● TASK STATEMENT
Exact copies of all the records below should be returned.

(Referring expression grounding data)
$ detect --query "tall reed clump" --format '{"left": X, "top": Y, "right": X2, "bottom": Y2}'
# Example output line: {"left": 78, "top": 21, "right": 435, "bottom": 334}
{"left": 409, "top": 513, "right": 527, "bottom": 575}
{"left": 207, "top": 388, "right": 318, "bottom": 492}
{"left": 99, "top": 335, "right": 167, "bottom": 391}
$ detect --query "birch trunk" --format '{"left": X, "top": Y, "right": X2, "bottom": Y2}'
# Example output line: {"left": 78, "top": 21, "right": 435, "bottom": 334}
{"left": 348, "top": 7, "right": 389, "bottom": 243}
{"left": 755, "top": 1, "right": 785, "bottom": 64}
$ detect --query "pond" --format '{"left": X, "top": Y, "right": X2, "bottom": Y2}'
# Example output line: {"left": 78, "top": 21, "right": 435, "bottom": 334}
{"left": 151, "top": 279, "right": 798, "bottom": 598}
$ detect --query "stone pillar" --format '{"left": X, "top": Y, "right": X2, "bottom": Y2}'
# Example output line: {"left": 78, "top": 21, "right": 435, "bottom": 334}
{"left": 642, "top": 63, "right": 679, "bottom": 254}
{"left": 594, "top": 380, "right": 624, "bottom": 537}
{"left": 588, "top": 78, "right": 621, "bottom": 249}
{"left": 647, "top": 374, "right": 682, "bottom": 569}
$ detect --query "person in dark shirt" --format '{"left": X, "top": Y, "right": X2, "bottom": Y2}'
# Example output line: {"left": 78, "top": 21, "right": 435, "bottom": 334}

● RESULT
$ detect --query "tall reed clump" --format '{"left": X, "top": Y, "right": X2, "bottom": Y2}'
# Example output line: {"left": 78, "top": 21, "right": 435, "bottom": 334}
{"left": 409, "top": 513, "right": 527, "bottom": 575}
{"left": 207, "top": 388, "right": 318, "bottom": 492}
{"left": 99, "top": 335, "right": 167, "bottom": 391}
$ detect --query "birch trunk" --format '{"left": X, "top": Y, "right": X2, "bottom": Y2}'
# Example output line: {"left": 78, "top": 21, "right": 435, "bottom": 334}
{"left": 348, "top": 7, "right": 389, "bottom": 243}
{"left": 755, "top": 1, "right": 785, "bottom": 64}
$ detect --query "pond" --format '{"left": X, "top": Y, "right": X2, "bottom": Y2}'
# Example output line: {"left": 78, "top": 21, "right": 435, "bottom": 334}
{"left": 151, "top": 279, "right": 798, "bottom": 598}
$ detect --query "stone pillar" --format '{"left": X, "top": Y, "right": X2, "bottom": Y2}'
# Example output line: {"left": 78, "top": 21, "right": 435, "bottom": 334}
{"left": 642, "top": 63, "right": 679, "bottom": 254}
{"left": 594, "top": 380, "right": 624, "bottom": 537}
{"left": 588, "top": 78, "right": 621, "bottom": 249}
{"left": 647, "top": 374, "right": 682, "bottom": 569}
$ detect --query "person in dark shirt" --format '{"left": X, "top": Y, "right": X2, "bottom": Y2}'
# Example output line: {"left": 78, "top": 21, "right": 435, "bottom": 334}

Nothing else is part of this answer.